• [SET PROBLEM] Rewrite every line of the data below as a Markdown table with the columns Row and Line, skipping blank lines and leaving out the pictures.

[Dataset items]
------------------------------

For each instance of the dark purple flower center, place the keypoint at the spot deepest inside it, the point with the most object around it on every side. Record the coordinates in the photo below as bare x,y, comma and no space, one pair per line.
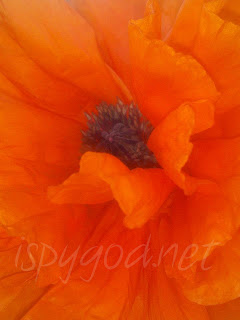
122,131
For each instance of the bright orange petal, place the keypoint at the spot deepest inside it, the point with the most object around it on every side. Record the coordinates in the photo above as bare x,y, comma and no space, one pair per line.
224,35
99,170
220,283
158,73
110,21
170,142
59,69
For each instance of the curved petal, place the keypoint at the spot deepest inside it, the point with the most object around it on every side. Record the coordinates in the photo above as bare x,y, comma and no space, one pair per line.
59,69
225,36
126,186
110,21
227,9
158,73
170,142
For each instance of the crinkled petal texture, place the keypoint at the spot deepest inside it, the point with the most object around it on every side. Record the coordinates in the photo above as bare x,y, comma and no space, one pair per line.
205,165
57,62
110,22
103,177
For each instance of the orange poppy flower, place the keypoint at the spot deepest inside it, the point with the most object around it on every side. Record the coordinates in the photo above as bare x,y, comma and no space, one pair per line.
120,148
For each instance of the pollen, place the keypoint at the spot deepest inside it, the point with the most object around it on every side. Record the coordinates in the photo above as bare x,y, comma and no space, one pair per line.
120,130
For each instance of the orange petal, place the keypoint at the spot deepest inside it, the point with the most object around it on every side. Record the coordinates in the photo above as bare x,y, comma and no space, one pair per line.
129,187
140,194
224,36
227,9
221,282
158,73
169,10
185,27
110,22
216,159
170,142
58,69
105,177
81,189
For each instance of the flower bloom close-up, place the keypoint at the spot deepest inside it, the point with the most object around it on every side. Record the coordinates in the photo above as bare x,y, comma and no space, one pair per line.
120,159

------------------------------

• [COMPLETE OUTPUT]
| Row | Line |
|---|---|
| 1 | For each instance of the dark purple flower center, place the keypoint at the spot deepest inside it, the point with the most object around it on every side. Record the coordinates in the photo below as bare x,y, comma and no space, one pair per line. |
| 2 | 122,131 |
| 3 | For each instance of the bright orange petal, place the keypoint at the spot deepest inside it, the point with the most object around it on every side. Record the coordinates in the photo above as bare x,y, comma and no space, one pair per line. |
| 4 | 224,35 |
| 5 | 99,170 |
| 6 | 220,283 |
| 7 | 158,73 |
| 8 | 110,21 |
| 9 | 170,142 |
| 10 | 59,69 |
| 11 | For each instance of the curved petal, place the keypoint at the spot deepest inside it, the point with the most object around it on every side. Record the coordinates in the photo above as bare x,y, comma and no space, one pair per line. |
| 12 | 59,69 |
| 13 | 225,36 |
| 14 | 126,186 |
| 15 | 110,21 |
| 16 | 227,9 |
| 17 | 158,73 |
| 18 | 170,142 |
| 19 | For each instance of the crinkled petal texture, place the keypoint at the spot deepest inside it, the point with the most object around it on every side. Record the coordinates in the photo above as bare x,y, comma and no space, one pair per line. |
| 20 | 205,165 |
| 21 | 57,62 |
| 22 | 110,22 |
| 23 | 103,177 |
| 24 | For each instance of the orange poppy flower, place the keypoint at the spot deepest inside it, the point with the most object around it on every side. Record the coordinates in the photo above as bare x,y, comma and no space, one pair per line. |
| 25 | 120,148 |
| 26 | For each instance of the pollen, place the keypoint at the spot deepest inside it, the point with the most object around it on every side. Record the coordinates in the photo above as bare x,y, comma and no space, one pair per line. |
| 27 | 120,130 |
| 28 | For each instance of the orange petal, place the keypoint at the spot deepest inside it, the point with the most object around it on every side. Record the coordinates in the photo above as bare x,y, comma and no space, one pair per line. |
| 29 | 129,187 |
| 30 | 140,194 |
| 31 | 224,36 |
| 32 | 227,9 |
| 33 | 221,282 |
| 34 | 158,73 |
| 35 | 169,10 |
| 36 | 185,27 |
| 37 | 110,22 |
| 38 | 216,159 |
| 39 | 170,142 |
| 40 | 58,69 |
| 41 | 105,177 |
| 42 | 81,189 |
| 43 | For each instance of the flower bloom close-up, place the keypoint at the spot deepest inside it, the point with the most object around it on every side. Record the coordinates in the photo above as bare x,y, comma and no space, one pair per line. |
| 44 | 120,159 |